— Exercise —
Update the data from its first line up to and including the line with "[(98, 108), (305, 108)]" by replacing "Target" with "Object" and changing nothing else. Leave the pictures out of your answer.
---------- Input ----------
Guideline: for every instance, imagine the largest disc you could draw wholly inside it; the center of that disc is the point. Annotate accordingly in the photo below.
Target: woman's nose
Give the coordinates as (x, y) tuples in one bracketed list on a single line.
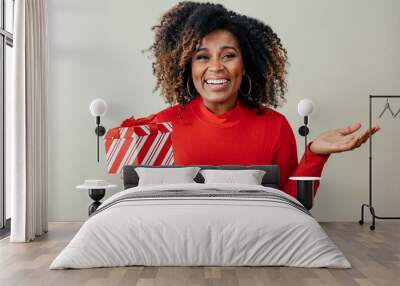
[(215, 65)]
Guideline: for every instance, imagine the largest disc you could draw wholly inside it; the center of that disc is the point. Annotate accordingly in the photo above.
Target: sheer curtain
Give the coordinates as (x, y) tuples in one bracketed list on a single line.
[(28, 122)]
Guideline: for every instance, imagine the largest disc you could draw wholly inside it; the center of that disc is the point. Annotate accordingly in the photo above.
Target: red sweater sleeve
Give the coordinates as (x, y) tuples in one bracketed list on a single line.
[(285, 155)]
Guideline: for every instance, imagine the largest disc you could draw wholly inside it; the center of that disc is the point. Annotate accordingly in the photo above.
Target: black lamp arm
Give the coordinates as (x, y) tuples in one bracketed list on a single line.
[(100, 131)]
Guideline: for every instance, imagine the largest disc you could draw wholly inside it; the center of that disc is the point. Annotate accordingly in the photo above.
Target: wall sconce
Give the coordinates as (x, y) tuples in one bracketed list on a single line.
[(98, 108), (305, 108)]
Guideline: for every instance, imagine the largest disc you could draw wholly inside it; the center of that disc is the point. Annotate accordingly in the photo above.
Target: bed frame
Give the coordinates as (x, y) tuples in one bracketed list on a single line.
[(270, 179)]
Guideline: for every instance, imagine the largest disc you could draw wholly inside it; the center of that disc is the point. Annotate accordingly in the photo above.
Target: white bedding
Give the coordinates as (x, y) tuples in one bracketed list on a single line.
[(200, 231)]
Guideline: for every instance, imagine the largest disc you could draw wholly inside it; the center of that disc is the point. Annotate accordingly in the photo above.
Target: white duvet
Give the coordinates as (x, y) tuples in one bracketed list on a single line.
[(200, 231)]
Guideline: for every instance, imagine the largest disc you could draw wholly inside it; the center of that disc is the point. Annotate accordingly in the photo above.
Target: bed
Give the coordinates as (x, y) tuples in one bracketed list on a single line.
[(201, 224)]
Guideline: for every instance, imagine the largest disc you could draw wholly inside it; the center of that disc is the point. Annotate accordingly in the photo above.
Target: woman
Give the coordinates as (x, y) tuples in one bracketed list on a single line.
[(225, 71)]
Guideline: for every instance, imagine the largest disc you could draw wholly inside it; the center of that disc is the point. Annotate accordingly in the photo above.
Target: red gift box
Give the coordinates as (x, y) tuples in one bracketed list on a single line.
[(140, 142)]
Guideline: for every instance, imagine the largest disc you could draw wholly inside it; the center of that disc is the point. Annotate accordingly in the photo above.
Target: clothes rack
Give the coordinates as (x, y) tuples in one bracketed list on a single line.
[(369, 205)]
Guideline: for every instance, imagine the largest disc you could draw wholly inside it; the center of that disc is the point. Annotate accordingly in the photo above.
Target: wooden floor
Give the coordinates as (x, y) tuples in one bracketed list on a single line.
[(375, 256)]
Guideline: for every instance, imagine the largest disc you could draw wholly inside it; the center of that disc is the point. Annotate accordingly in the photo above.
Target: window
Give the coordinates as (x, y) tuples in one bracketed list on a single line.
[(6, 45)]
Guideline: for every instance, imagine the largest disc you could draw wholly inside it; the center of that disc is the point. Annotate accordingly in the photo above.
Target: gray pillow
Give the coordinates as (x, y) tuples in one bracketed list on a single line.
[(162, 176), (249, 177)]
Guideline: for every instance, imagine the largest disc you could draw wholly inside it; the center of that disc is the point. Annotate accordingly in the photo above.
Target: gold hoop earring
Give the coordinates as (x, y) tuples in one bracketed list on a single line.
[(248, 93), (188, 89)]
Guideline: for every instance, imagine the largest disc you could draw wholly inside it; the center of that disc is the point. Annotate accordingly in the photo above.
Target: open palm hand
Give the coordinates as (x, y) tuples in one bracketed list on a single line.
[(341, 140)]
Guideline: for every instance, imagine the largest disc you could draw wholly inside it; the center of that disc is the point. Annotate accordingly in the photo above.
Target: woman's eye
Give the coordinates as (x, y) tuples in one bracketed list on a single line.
[(201, 57)]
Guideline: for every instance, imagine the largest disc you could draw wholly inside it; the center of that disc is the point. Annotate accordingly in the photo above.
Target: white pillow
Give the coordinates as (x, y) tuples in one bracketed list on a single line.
[(162, 176), (249, 177)]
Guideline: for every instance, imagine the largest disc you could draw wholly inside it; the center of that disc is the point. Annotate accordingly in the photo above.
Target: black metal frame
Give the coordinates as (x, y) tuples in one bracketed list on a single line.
[(369, 205), (6, 39)]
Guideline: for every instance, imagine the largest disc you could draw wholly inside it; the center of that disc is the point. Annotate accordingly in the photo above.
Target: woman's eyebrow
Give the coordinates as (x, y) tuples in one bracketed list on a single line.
[(222, 48)]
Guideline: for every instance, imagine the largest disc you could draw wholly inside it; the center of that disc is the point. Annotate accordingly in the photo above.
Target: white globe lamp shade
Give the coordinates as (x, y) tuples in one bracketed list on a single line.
[(98, 107), (305, 107)]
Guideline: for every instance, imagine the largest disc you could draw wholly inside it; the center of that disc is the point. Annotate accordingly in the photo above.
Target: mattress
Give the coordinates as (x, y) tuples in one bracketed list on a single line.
[(201, 225)]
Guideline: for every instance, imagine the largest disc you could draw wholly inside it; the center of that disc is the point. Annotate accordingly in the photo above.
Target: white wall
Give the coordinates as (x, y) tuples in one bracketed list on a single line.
[(339, 53)]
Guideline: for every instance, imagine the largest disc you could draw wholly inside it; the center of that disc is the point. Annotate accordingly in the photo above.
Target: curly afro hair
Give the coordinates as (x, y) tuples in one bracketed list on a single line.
[(179, 34)]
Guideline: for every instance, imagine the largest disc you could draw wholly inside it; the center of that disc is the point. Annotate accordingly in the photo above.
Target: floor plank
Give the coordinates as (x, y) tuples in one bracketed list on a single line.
[(375, 257)]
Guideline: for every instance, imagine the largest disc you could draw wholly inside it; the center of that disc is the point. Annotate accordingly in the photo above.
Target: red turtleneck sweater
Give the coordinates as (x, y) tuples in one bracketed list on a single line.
[(238, 137)]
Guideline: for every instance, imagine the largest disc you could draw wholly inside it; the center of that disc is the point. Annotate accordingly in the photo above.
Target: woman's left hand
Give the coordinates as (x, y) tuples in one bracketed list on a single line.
[(341, 140)]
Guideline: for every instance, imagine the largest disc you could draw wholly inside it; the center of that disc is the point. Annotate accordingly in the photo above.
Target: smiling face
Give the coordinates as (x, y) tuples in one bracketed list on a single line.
[(217, 70)]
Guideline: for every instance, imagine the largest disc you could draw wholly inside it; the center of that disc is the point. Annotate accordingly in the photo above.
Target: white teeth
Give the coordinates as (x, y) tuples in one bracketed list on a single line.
[(216, 81)]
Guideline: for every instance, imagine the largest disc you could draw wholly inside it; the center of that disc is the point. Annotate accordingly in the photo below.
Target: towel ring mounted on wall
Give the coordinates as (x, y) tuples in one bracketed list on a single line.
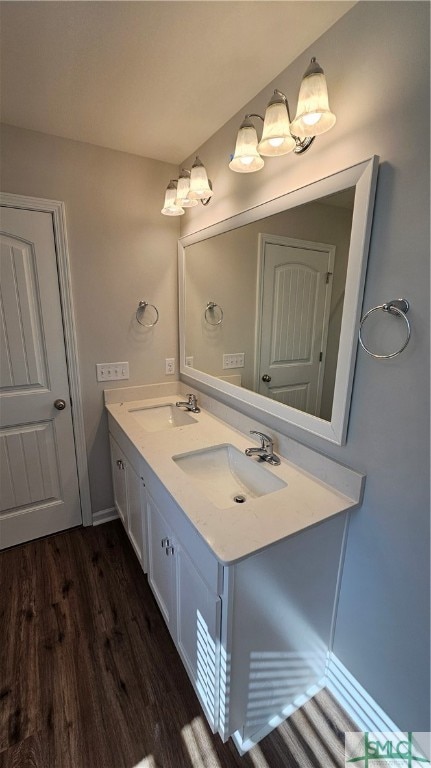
[(140, 312), (397, 307), (213, 311)]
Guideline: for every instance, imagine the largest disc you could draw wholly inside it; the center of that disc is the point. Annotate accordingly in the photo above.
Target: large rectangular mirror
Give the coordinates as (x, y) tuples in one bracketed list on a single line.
[(270, 301)]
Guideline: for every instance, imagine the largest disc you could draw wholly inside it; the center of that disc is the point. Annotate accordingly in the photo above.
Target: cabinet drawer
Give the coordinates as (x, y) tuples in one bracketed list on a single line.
[(204, 559)]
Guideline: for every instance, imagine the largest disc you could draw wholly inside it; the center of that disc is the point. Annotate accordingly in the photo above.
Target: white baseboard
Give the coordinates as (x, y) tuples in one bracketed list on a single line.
[(359, 705), (350, 695), (244, 745), (104, 515)]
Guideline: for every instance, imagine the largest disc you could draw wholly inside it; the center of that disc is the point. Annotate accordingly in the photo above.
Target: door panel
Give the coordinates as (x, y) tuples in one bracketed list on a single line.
[(295, 300), (39, 483)]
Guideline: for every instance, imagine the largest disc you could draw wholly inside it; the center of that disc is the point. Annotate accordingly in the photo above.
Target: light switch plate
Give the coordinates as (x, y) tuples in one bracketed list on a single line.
[(112, 371), (234, 360), (170, 366)]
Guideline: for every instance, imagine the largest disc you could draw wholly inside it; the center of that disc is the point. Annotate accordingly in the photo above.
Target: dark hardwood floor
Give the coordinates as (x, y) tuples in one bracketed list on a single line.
[(90, 678)]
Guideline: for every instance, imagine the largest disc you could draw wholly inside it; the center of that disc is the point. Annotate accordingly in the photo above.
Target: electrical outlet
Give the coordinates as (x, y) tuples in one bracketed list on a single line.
[(235, 360), (170, 366), (112, 371)]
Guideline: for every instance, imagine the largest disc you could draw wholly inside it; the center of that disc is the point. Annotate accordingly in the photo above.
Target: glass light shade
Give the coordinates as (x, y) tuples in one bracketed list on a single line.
[(313, 115), (199, 185), (276, 137), (170, 207), (246, 158), (183, 199)]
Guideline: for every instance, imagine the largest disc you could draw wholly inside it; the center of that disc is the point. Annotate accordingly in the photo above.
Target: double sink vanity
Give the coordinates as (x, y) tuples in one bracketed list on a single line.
[(243, 556)]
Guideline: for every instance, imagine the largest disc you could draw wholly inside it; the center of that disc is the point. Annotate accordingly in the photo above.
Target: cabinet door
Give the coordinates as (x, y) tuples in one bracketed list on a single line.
[(118, 464), (198, 633), (136, 511), (161, 561)]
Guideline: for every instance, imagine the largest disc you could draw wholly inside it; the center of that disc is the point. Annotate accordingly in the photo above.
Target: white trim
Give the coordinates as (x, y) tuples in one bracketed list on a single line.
[(366, 714), (363, 177), (57, 210), (105, 515), (244, 745), (359, 705)]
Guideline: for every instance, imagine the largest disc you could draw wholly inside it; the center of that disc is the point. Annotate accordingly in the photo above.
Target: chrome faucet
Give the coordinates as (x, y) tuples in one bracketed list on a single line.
[(265, 452), (191, 404)]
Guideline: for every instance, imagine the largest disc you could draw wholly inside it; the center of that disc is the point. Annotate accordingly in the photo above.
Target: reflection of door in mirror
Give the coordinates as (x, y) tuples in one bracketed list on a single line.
[(295, 300), (225, 269)]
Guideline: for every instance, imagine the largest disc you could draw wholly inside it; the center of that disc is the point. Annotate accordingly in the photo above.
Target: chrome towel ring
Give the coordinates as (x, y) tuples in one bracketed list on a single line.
[(213, 311), (140, 313), (397, 307)]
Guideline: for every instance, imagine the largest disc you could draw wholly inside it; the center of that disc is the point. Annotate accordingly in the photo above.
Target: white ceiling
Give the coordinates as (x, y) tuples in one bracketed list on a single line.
[(153, 78)]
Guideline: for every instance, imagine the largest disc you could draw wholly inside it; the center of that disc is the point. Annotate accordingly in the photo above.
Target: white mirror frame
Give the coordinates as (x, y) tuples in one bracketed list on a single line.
[(363, 177)]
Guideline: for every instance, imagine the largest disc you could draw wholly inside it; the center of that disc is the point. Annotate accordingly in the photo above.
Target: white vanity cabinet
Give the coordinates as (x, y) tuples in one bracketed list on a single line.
[(184, 577), (254, 626), (130, 492)]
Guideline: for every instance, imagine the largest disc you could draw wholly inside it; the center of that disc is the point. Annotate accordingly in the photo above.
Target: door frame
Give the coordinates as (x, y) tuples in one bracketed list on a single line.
[(58, 213), (263, 239)]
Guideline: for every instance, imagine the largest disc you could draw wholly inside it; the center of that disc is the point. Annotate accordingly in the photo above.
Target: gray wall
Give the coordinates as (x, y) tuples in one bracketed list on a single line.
[(121, 250), (377, 63)]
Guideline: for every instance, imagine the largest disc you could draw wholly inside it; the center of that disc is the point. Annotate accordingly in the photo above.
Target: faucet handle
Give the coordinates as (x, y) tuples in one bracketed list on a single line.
[(266, 441)]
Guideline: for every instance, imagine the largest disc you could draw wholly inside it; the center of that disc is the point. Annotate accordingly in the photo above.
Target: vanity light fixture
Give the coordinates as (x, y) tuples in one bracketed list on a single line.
[(280, 135), (188, 190)]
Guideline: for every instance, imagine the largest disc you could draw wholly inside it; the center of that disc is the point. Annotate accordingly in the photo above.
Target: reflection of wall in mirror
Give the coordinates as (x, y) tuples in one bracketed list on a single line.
[(224, 269)]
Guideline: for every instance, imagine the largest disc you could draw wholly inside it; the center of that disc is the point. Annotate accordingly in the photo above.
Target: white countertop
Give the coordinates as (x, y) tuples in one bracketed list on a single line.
[(242, 529)]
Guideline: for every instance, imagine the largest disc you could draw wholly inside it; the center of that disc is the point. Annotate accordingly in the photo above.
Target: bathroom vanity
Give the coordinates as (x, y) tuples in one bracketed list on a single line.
[(247, 589)]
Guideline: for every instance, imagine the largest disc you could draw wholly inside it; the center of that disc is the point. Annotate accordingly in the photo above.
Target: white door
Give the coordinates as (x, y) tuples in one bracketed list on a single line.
[(39, 491), (296, 291)]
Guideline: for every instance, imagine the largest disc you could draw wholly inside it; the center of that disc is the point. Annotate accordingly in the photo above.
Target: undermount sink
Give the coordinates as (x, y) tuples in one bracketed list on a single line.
[(227, 476), (155, 418)]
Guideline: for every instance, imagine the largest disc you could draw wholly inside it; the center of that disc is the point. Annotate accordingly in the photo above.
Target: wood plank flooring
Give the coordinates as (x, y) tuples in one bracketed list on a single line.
[(90, 678)]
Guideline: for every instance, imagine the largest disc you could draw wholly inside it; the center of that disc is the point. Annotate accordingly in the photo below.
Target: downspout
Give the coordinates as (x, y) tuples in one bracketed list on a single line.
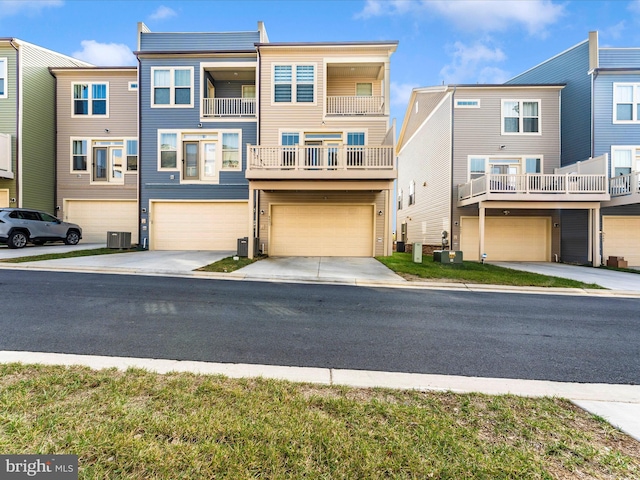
[(18, 173)]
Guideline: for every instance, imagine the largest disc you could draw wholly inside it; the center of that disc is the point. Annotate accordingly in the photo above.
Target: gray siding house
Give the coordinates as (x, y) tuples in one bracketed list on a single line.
[(197, 109), (480, 165), (97, 149), (27, 124), (600, 117)]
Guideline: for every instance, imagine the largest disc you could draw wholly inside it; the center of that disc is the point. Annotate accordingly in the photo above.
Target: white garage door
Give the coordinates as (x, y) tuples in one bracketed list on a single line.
[(97, 217), (621, 238), (198, 225), (321, 230), (508, 239)]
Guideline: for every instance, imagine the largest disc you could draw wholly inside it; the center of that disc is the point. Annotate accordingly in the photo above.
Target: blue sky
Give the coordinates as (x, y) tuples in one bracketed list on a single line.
[(450, 41)]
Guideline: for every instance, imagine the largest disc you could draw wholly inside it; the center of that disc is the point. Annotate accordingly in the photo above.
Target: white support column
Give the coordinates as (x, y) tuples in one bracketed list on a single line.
[(481, 215), (597, 258), (252, 216)]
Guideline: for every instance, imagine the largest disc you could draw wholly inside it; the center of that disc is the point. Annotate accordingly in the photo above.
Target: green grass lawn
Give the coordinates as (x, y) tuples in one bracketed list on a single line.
[(472, 272), (141, 425)]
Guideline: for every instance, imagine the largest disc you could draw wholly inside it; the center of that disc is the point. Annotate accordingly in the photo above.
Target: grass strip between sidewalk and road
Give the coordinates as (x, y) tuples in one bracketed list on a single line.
[(473, 272), (72, 254), (137, 424)]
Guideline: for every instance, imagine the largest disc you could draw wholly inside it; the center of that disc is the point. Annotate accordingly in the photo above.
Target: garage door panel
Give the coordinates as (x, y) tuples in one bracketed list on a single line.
[(621, 238), (97, 217), (322, 230), (198, 225), (508, 239)]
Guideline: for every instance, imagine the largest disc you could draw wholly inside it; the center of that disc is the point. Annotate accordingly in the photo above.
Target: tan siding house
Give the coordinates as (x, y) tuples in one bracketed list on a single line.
[(480, 165), (321, 178), (97, 150)]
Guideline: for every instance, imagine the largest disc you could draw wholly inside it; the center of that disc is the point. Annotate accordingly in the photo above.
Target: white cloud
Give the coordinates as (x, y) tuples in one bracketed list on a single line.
[(401, 92), (26, 7), (162, 13), (476, 15), (469, 65), (105, 54)]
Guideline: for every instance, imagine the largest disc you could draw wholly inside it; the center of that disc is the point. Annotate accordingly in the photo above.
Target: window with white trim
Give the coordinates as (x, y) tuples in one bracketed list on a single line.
[(294, 83), (90, 99), (3, 78), (520, 117), (412, 192), (172, 87), (626, 102), (625, 159)]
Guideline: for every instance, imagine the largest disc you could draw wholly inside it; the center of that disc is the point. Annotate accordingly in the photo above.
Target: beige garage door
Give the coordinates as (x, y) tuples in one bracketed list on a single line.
[(508, 239), (198, 225), (621, 238), (321, 230), (97, 217), (4, 198)]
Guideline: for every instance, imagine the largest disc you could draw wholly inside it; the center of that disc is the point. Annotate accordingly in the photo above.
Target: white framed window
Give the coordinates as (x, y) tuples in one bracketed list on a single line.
[(625, 159), (412, 193), (78, 155), (467, 103), (294, 84), (90, 100), (172, 87), (3, 77), (503, 165), (626, 103), (521, 117)]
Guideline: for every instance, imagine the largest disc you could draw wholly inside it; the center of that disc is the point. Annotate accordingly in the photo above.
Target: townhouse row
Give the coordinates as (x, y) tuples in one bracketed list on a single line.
[(541, 168), (212, 138)]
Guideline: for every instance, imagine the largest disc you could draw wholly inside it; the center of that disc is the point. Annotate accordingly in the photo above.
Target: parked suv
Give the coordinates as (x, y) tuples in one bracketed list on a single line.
[(19, 226)]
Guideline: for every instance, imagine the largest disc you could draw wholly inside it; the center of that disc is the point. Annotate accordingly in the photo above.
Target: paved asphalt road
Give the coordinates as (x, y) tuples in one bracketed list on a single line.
[(546, 337)]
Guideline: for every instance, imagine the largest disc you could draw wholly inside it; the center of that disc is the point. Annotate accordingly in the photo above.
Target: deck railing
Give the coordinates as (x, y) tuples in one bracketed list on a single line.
[(533, 183), (355, 105), (229, 107), (625, 184), (345, 157)]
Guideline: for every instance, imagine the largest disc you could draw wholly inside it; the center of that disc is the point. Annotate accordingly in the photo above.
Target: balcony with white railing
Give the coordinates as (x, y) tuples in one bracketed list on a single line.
[(229, 107), (534, 187), (355, 105), (321, 162)]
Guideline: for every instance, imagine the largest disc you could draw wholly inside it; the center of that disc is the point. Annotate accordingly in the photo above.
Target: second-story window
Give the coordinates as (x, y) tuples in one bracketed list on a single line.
[(294, 84), (520, 117), (3, 78), (90, 99), (626, 102), (172, 87)]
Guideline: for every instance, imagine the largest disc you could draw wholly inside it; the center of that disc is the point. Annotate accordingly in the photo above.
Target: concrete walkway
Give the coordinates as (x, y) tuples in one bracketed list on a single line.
[(619, 404)]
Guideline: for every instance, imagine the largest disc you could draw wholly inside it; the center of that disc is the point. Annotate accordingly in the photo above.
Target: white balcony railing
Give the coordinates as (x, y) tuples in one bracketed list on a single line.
[(343, 157), (625, 184), (228, 107), (355, 105), (534, 183)]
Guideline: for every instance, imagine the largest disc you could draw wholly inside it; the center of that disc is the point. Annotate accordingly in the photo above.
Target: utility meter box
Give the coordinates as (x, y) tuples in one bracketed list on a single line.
[(417, 252)]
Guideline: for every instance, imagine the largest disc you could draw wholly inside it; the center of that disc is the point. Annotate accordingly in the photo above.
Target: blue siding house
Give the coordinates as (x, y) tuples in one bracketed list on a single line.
[(197, 108), (600, 115)]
----------
— Solved exercise —
Guideline: for every instance, imagine the largest disc you could draw wholly inside it; the center of that disc is the point. Annotate accordingly in the photo below.
Object: woman's nose
Give the coordinates as (x, y) tuples in one bracketed list on a single line.
[(215, 65)]
Guideline: for every instance, imagine the largest disc you could draw wholly inside it; the center of that disc is the point. Annotate accordingly in the photo above.
Object: sheer curtain
Give the coordinates as (x, y) tuples in one bracketed list on a single line.
[(28, 122)]
Guideline: for every instance, imagine the largest disc you could draw wholly inside it; the center of that disc is the point. Annotate accordingly in the photo above.
Object: red sweater sleeve
Give the coordinates as (x, y) tuples in one bracketed list on a single line.
[(285, 155)]
Guideline: for every instance, imagine the largest disc you could draw wholly inside it; the center of that disc is the point. Annotate accordingly in the photo above.
Object: black lamp arm
Give the coordinates as (x, y) tuples in one bracketed list on a single line.
[(100, 131)]
Guideline: for every instance, imagine the largest disc you could draw wholly inside it; the center of that disc is the point. Annotate accordingly in the photo above.
Object: wall sconce
Give the coordinates as (x, y) tuples in one bracketed list on a single line.
[(98, 108), (305, 108)]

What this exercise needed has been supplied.